Given exercise:
Only the lines from the one with "of the tail" to the last line belong in your answer; write them out exactly and drop the pictures.

Location labeling records
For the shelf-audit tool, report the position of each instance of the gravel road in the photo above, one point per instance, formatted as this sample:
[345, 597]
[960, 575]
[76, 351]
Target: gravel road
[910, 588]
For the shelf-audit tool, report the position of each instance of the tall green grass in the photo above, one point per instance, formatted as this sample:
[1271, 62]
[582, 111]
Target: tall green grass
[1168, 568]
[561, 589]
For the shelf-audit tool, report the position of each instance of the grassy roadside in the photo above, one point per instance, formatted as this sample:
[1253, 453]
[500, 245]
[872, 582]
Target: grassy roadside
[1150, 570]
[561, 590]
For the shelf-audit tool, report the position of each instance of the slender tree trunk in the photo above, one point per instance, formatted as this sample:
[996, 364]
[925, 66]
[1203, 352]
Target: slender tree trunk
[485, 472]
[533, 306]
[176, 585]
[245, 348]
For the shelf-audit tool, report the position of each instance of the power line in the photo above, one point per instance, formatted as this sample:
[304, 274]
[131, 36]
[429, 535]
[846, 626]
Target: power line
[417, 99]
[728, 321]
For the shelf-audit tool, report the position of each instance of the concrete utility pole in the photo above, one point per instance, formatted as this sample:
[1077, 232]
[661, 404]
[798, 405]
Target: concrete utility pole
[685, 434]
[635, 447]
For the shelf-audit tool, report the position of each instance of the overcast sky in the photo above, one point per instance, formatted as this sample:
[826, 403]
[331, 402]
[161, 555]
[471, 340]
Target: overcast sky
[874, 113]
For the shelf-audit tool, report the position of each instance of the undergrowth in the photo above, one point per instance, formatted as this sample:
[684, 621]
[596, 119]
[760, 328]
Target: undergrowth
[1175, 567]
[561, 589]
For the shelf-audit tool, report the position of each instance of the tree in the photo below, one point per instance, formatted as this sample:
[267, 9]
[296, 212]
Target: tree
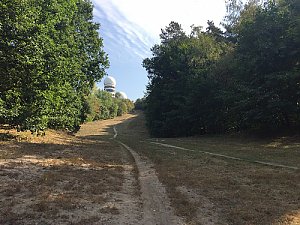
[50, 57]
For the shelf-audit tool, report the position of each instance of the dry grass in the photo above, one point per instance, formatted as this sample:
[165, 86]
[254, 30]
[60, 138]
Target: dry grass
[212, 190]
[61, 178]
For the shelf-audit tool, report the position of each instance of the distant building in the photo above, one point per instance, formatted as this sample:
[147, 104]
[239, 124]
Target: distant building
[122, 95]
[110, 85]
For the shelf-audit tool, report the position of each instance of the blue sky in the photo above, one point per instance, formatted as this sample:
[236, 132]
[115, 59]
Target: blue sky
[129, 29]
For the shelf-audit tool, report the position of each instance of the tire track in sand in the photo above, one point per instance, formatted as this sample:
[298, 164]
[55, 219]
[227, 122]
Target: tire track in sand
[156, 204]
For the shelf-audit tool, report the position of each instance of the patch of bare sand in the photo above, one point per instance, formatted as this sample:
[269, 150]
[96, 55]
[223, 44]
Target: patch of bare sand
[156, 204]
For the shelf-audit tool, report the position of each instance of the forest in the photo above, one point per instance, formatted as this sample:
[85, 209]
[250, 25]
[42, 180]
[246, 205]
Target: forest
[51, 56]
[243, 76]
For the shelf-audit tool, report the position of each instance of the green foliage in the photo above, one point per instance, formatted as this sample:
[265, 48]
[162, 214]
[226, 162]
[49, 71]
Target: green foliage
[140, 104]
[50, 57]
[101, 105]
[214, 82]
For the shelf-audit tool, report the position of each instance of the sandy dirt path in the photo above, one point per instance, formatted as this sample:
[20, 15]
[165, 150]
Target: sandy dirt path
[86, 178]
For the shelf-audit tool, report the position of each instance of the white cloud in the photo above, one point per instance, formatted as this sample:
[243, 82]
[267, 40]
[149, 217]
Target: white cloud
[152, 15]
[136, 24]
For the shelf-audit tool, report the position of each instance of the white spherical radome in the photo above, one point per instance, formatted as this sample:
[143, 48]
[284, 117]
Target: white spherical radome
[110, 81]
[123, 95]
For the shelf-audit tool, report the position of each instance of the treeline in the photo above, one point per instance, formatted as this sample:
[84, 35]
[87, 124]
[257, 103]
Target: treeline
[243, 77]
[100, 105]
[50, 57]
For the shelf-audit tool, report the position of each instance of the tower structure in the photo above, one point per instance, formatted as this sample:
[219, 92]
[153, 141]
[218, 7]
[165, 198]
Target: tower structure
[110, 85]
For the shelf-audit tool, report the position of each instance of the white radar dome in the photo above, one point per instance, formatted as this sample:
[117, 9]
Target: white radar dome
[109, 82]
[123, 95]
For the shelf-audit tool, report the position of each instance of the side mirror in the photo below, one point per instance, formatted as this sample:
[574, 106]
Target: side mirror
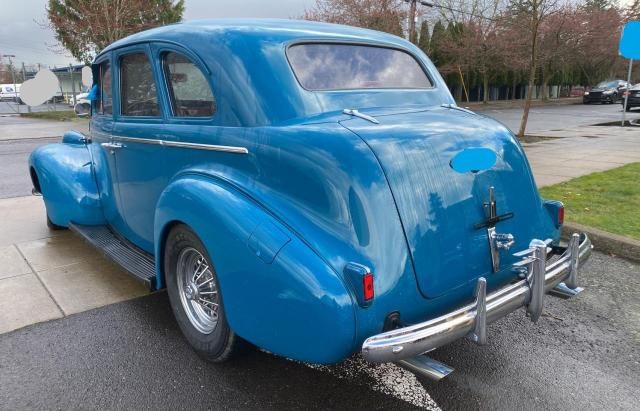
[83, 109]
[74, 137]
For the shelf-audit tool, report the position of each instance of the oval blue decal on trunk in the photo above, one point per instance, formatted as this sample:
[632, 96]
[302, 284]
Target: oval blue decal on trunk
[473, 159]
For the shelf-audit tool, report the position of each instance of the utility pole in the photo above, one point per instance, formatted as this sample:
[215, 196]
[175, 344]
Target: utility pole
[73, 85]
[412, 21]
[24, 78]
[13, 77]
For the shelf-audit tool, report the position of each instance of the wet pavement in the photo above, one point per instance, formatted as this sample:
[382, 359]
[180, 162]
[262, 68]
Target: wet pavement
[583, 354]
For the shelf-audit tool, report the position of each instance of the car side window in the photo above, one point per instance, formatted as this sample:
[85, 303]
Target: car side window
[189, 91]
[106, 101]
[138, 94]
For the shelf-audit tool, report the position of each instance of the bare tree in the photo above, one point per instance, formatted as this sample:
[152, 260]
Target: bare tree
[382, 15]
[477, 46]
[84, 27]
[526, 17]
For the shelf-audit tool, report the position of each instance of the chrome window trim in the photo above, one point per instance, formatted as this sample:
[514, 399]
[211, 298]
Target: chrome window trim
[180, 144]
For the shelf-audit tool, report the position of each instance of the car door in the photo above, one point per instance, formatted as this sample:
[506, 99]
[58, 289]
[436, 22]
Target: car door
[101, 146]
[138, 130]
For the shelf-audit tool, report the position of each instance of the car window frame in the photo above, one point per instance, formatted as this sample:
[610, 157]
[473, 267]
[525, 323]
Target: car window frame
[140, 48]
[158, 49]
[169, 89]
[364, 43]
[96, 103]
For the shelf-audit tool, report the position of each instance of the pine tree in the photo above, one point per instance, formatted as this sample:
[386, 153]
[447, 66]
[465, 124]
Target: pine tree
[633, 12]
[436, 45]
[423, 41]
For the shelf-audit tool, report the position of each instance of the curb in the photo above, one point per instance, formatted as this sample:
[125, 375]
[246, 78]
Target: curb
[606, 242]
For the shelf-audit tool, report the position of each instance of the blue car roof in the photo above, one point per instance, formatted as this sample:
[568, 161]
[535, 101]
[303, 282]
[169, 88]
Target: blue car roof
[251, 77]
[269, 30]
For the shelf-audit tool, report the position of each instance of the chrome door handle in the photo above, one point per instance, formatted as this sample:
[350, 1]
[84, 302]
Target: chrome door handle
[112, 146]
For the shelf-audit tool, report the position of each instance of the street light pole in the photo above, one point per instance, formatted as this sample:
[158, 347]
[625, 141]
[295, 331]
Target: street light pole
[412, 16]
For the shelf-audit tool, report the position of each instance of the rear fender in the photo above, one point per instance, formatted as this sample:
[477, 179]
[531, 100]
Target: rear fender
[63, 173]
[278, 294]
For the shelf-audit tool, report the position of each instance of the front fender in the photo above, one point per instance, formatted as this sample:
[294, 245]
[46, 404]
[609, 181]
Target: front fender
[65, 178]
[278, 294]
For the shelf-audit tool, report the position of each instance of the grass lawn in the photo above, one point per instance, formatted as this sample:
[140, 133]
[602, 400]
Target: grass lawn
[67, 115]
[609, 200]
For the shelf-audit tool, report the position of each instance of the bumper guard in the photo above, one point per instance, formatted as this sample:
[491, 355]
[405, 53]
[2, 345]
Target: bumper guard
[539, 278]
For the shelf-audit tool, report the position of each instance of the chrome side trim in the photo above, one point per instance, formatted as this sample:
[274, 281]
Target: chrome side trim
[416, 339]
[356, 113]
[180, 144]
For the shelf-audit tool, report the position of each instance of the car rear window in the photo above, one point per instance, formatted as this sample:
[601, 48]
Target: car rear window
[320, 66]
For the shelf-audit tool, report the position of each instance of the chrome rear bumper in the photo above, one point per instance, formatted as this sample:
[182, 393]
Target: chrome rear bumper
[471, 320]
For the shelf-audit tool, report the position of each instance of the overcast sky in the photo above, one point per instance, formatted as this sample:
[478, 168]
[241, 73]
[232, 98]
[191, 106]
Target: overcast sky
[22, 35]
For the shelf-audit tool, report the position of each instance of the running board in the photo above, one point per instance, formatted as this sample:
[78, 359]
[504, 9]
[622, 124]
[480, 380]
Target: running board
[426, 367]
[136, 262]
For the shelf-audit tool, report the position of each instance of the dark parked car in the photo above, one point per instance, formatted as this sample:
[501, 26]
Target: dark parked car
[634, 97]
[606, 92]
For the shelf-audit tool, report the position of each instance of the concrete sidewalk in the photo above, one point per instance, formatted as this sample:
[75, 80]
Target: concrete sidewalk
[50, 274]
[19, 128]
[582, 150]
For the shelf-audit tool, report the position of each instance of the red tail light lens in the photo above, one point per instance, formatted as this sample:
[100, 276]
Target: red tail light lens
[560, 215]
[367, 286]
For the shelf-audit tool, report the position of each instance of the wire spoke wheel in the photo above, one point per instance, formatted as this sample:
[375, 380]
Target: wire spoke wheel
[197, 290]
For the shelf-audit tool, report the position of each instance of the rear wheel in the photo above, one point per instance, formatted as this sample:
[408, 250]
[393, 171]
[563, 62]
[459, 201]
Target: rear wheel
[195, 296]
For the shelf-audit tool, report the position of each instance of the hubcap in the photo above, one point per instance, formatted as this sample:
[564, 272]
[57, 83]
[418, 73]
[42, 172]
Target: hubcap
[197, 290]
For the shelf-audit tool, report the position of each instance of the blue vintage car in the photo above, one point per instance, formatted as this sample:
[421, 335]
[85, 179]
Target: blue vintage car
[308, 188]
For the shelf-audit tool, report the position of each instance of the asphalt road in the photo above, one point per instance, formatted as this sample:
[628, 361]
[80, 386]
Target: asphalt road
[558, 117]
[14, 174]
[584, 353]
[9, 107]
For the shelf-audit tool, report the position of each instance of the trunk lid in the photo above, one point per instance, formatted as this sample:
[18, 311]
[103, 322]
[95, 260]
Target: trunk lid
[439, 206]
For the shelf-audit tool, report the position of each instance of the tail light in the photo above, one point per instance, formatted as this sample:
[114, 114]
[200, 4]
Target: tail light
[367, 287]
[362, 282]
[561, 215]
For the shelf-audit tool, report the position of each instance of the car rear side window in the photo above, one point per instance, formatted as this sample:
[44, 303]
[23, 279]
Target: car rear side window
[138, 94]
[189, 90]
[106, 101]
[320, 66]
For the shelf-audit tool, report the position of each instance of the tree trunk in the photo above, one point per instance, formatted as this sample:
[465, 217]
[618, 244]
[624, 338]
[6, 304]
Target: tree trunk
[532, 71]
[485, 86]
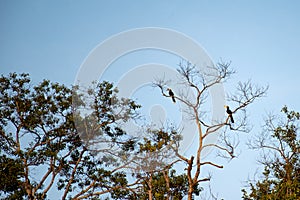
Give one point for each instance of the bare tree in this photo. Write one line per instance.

Complete response:
For the shelf-audit tool, report the position of each instance of the tail light in the photo above, one point per instance, formatted as this sample:
[114, 114]
[200, 4]
Target: tail light
[367, 287]
[362, 282]
[561, 215]
For the shelf-audit tool, report the position of each instance of the car rear side window in the photo above, one point per instance, formatted as this sample:
[44, 303]
[23, 279]
Target: car rear side window
[138, 94]
[189, 90]
[106, 101]
[320, 66]
For the shelf-audit tool, report the position of each instance of the tree trunk in the photo above, one point per instance, formatted as this sample:
[465, 217]
[618, 244]
[624, 338]
[6, 304]
Target: tree trunk
[532, 71]
[485, 86]
Give one point for each instance of the bare tree in this photo. Write one line per instance.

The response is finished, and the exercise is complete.